■ Stated exercise ■
Rewrite every line in the stretch from the line containing "Question. Indicate each instance of the roadside" through the end of the items, shifting each x and y coordinate in the answers by adding 73. Keep all other lines unchanged, and copy only this stretch.

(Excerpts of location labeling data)
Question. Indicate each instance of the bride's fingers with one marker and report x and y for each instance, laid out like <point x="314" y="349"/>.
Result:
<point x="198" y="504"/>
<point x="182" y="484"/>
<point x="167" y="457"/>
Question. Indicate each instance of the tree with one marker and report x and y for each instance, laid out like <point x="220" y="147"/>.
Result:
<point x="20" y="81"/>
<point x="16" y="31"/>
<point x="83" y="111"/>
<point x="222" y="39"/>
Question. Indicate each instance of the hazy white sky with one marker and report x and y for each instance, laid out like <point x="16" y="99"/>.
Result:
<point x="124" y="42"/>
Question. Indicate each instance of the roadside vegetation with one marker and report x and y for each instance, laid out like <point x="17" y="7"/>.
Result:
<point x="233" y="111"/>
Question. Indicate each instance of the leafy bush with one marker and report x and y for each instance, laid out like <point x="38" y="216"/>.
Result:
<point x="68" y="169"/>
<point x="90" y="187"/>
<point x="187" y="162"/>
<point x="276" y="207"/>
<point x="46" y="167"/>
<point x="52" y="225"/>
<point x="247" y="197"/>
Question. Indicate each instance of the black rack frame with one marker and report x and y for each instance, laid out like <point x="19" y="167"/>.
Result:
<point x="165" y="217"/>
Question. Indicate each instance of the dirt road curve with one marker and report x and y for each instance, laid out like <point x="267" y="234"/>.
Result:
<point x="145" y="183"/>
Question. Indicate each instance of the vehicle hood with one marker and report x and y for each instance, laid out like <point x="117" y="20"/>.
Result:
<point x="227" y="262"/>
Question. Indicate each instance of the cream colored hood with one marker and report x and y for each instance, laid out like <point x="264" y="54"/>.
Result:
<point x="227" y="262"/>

■ Full answer ■
Question. Indicate each instance of the roadside vegetation with one marker and report x and y for each instance, laid out like <point x="17" y="7"/>.
Result:
<point x="306" y="184"/>
Question. Indicate each instance of the leafy bush with one marker and report x and y for each instance, laid out like <point x="38" y="216"/>.
Result:
<point x="141" y="242"/>
<point x="163" y="260"/>
<point x="260" y="235"/>
<point x="349" y="280"/>
<point x="119" y="240"/>
<point x="125" y="298"/>
<point x="320" y="270"/>
Question. Indicate each instance of the black rack frame with one marker and report x and y for each instance, laid out like <point x="19" y="167"/>.
Result:
<point x="238" y="290"/>
Question. Indicate each instance of the dirt road curve with one marker and report x and y for each instance, laid out like <point x="267" y="234"/>.
Result:
<point x="218" y="256"/>
Question. Indicate each instance of the vehicle hood with one marker and report x and y for each instance, laid out like <point x="117" y="20"/>.
Result:
<point x="300" y="335"/>
Question. Indicate each instance of the cream colored hood with one marker and report x and y for each instance, laid out like <point x="264" y="54"/>.
Result:
<point x="300" y="335"/>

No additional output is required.